• ASSIGNED TASK
Output the data below only from the line containing "indicate the white chair with a point" up to and including the line containing "indicate the shadowed woodland with a point", exact and with the pictures left out.

• EXTRACTED RECORDS
--------------------

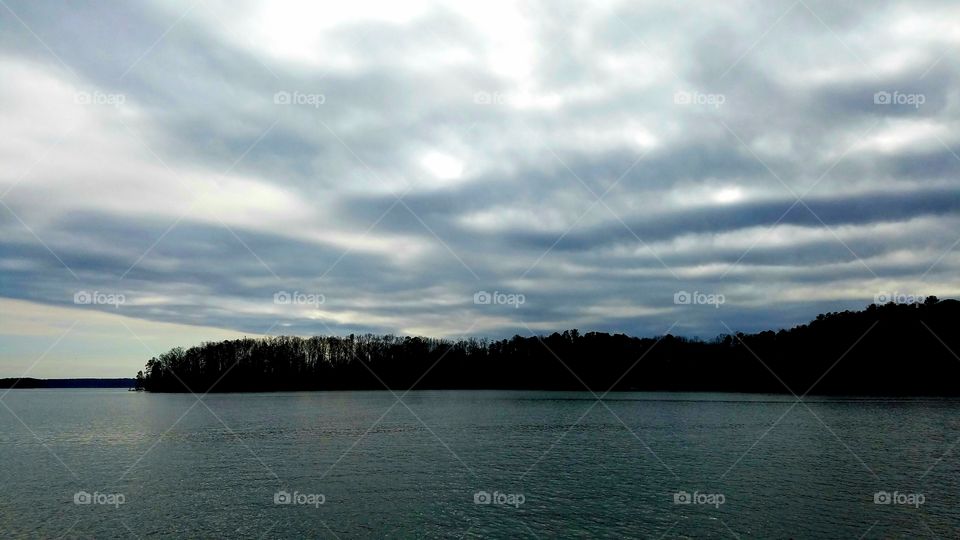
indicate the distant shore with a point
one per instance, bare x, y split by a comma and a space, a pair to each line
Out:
888, 350
31, 383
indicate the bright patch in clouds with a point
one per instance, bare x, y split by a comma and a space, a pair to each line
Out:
528, 148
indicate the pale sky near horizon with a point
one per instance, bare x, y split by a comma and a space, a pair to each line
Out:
184, 171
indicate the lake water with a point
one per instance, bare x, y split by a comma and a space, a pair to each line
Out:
554, 464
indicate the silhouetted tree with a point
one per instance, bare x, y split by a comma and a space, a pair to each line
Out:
891, 349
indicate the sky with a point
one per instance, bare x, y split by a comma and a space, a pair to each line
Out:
174, 172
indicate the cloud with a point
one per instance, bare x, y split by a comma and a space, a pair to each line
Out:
200, 158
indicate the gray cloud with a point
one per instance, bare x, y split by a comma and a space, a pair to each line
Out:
499, 130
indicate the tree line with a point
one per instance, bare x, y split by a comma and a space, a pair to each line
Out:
893, 349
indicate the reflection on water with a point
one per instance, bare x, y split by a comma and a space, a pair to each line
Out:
476, 464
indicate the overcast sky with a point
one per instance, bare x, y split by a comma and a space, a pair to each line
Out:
179, 171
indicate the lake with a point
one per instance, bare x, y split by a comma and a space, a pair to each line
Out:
472, 464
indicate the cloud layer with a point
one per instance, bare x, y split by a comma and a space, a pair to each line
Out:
200, 158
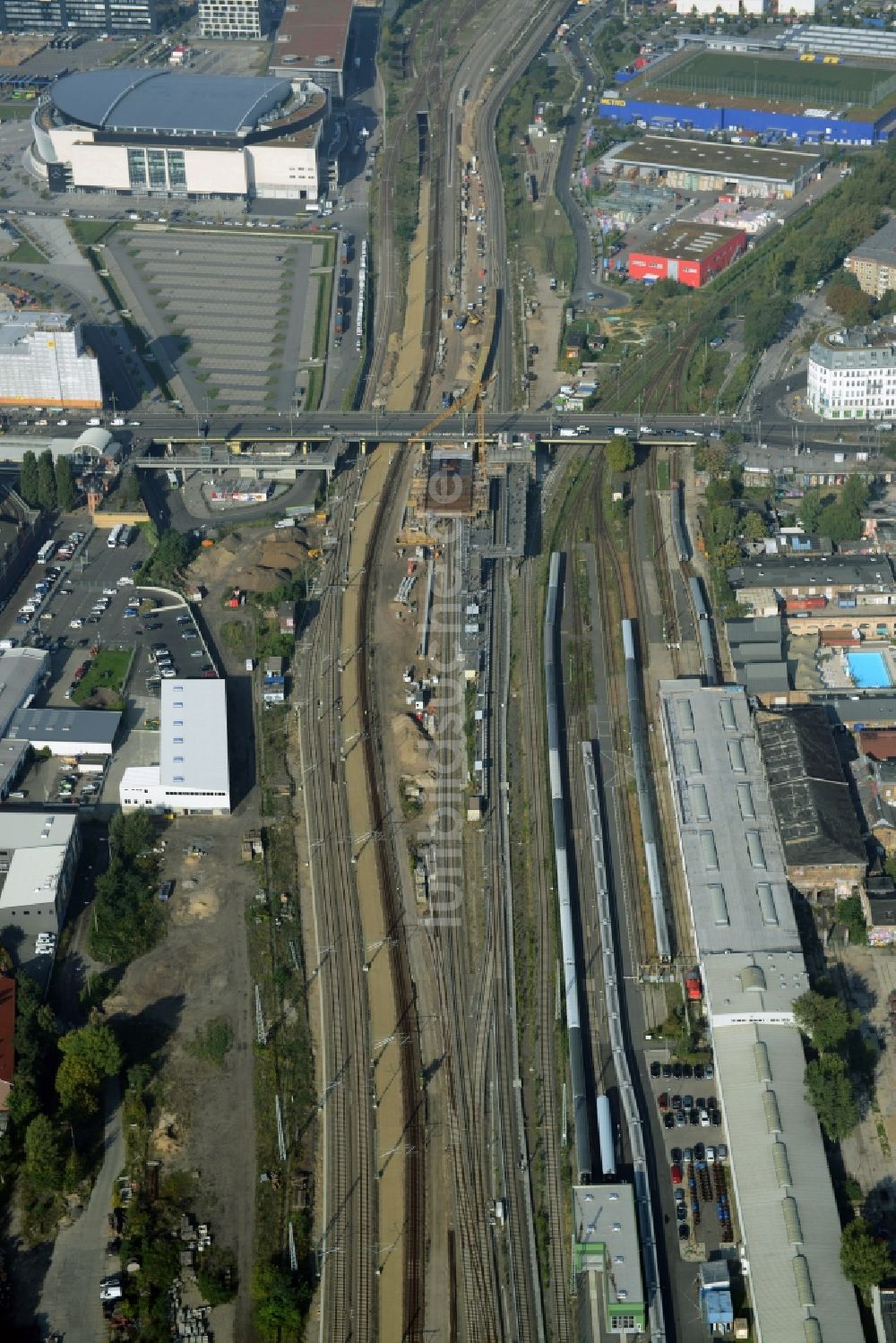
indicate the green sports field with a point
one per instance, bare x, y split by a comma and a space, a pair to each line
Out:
786, 81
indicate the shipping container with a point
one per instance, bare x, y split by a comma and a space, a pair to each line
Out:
806, 603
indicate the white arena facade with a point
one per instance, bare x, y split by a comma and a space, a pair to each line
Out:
177, 134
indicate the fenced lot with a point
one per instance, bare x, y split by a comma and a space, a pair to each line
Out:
783, 80
236, 309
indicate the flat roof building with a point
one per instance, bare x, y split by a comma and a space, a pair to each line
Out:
21, 675
38, 858
118, 18
312, 42
704, 166
43, 360
233, 21
691, 254
193, 774
812, 801
780, 1173
753, 970
731, 855
66, 732
814, 575
605, 1240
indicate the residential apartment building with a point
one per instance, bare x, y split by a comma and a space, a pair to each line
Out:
852, 374
874, 263
233, 19
126, 18
43, 360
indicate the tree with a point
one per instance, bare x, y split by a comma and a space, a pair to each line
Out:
829, 1090
724, 524
809, 511
719, 492
826, 1020
217, 1275
66, 492
754, 527
864, 1260
77, 1085
43, 1159
97, 1046
46, 482
726, 556
29, 478
619, 452
763, 320
280, 1303
88, 1055
24, 1101
847, 298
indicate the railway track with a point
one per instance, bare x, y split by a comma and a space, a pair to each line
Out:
411, 1068
527, 1324
347, 1294
544, 900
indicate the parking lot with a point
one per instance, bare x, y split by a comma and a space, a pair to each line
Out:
140, 622
696, 1155
242, 308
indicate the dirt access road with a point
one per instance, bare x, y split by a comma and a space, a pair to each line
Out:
199, 974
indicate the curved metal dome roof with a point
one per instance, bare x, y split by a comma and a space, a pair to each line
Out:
168, 101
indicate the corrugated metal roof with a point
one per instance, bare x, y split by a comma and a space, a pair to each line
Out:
764, 1173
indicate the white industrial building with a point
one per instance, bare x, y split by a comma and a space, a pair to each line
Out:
729, 8
193, 775
22, 672
852, 374
753, 970
172, 133
43, 361
38, 858
234, 21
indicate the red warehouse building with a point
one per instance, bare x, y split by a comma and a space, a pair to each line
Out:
689, 253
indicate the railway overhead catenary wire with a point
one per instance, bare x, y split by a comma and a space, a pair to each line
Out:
347, 1300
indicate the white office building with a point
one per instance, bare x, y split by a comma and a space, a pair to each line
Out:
43, 361
233, 19
193, 775
38, 858
852, 374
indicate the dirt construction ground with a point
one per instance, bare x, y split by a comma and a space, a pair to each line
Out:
201, 973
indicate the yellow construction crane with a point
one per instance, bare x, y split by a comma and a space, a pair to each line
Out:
473, 393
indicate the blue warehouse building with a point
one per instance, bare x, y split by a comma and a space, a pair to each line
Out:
670, 116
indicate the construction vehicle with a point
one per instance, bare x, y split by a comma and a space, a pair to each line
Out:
473, 395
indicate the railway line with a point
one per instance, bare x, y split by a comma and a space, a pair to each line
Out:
522, 1267
551, 1141
346, 1262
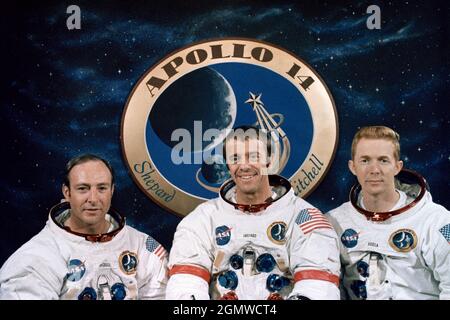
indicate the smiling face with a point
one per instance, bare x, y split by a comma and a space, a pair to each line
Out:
89, 195
375, 166
248, 161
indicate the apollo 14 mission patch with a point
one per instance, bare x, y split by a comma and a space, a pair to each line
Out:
180, 111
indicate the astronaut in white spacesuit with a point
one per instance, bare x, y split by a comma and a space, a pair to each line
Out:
395, 242
86, 251
257, 240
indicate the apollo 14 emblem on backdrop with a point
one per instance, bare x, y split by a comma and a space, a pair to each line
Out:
178, 114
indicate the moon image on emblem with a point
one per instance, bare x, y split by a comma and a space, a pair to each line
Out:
201, 95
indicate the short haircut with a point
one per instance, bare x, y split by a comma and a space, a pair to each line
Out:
246, 132
83, 159
377, 132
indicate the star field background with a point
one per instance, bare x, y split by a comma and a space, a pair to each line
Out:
63, 92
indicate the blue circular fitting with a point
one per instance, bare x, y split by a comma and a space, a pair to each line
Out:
275, 282
228, 280
118, 291
236, 261
88, 294
265, 263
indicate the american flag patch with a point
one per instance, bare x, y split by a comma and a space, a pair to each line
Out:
153, 246
445, 230
311, 219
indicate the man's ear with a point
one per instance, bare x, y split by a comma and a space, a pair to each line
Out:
351, 166
398, 166
66, 192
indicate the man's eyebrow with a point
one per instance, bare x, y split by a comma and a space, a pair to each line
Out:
82, 184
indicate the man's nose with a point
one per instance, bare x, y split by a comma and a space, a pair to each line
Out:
374, 168
93, 195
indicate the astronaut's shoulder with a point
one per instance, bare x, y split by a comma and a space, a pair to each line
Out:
340, 210
201, 214
435, 214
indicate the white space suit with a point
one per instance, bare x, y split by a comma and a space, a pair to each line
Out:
287, 249
406, 256
58, 264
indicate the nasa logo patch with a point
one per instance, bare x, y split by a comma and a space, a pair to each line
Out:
128, 262
223, 235
350, 238
403, 240
277, 232
76, 270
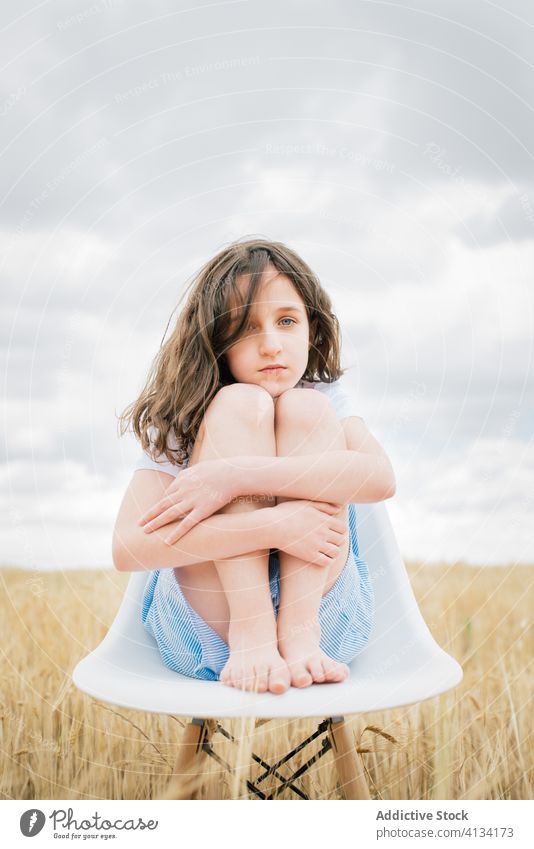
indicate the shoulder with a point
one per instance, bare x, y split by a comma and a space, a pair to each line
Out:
340, 394
161, 463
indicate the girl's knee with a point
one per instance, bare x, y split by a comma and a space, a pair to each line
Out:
242, 402
306, 408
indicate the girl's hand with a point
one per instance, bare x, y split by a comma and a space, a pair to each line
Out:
196, 493
309, 530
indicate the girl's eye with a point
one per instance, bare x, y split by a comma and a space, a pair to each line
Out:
292, 320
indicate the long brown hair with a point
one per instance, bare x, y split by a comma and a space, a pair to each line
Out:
190, 367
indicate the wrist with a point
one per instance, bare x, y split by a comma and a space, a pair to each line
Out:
268, 527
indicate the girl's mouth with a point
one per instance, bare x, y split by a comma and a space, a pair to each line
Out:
273, 370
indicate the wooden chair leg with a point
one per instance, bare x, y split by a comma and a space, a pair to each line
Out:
190, 756
347, 760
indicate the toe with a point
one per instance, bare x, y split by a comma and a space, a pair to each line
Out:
332, 669
261, 678
300, 676
279, 681
317, 671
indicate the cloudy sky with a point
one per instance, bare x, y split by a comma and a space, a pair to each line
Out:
390, 143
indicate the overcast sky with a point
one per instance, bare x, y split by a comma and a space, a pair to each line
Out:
390, 143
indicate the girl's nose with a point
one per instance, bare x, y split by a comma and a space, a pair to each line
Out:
270, 342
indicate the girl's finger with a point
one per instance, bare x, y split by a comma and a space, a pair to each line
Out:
156, 510
185, 526
170, 515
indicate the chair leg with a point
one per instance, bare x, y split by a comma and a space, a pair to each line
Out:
347, 760
190, 757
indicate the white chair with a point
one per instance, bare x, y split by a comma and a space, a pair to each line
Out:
402, 664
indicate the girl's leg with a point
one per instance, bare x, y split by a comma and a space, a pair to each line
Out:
306, 423
240, 420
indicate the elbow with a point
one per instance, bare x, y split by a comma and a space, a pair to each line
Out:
390, 486
119, 555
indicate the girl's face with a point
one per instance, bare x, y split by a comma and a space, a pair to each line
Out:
278, 334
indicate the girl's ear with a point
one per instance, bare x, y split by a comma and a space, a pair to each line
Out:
313, 332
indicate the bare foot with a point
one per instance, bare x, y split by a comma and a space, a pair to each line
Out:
308, 664
255, 662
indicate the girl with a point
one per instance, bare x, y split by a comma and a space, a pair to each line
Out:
241, 499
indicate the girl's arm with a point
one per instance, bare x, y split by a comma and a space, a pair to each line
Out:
360, 474
221, 536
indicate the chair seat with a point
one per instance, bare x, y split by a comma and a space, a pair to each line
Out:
402, 664
136, 678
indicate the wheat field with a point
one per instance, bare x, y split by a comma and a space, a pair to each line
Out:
475, 742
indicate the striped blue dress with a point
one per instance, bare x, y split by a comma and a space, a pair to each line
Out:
188, 645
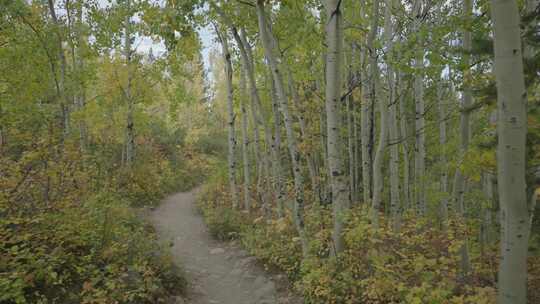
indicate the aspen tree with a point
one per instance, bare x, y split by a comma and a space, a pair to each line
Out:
511, 161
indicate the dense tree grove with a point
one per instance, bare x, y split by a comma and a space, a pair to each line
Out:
374, 151
90, 127
405, 152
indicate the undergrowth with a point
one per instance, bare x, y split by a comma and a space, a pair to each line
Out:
79, 238
420, 264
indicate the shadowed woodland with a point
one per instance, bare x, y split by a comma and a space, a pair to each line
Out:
369, 151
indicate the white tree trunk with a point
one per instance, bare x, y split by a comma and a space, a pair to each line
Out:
366, 116
511, 161
61, 84
443, 161
466, 101
420, 148
231, 117
130, 132
335, 146
379, 154
312, 168
277, 167
245, 141
395, 204
270, 53
404, 138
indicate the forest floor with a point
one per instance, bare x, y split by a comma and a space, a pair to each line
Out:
217, 272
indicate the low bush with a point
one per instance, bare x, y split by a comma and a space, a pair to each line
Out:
418, 264
95, 252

--------------------

• EXERCISE ANSWER
indicate the white chair with a point
one per instance, bare x, y split by a comma and a space, a pair to each line
Out:
402, 664
indicate the girl's leg with a point
one per instance, bare x, y split by a comma and a space, a pair to each line
Out:
306, 423
240, 420
indicate the elbow with a point
one per instance, bare x, y split by a comma and a space, a pair to each line
Out:
390, 486
119, 555
indicate the girl's face with a point
one per instance, bare x, y split by a comma and a space, a pair to each line
Out:
278, 334
indicate the girl's ear with a point
one per instance, bare x, y split by a comma and a space, a pair to each line
Out:
313, 332
indicate the bare foot with a point
one per instance, bare x, y split by a comma and a space, a pair to each line
Out:
308, 664
255, 662
indicate the girl with a point
one per instance, bare x, y split by a comma and a space, a pair to each line
Out:
241, 499
indicate the girl's arm with a point
one per instance, bare x, y split by a comma and a space, a pair to each line
Out:
360, 474
221, 536
indicate the chair seat with a point
one per instance, bare x, y split by a comma and a space, a pair to each line
Out:
402, 664
136, 678
indicate the wheat field with a point
one per instance, bare x, y split by a comma and a space, a pair to each line
Out:
475, 742
indicate the striped blue dress with a point
one per instance, bare x, y split by a comma and a space, a pair to each line
Out:
188, 645
indicate the aspen tree with a point
one per instance, bare x, y split by a comma and a space, a pair to each line
Out:
511, 161
indicate the dense tree grove with a point
one per instance, bare x, y split by a comma and a space, a pair to each line
Out:
374, 151
90, 127
405, 152
indicate the undergrowth with a point
one per instance, bare x, y split by a comma and a space, a pair to each line
Out:
79, 238
420, 264
indicate the shadowed woodland with a point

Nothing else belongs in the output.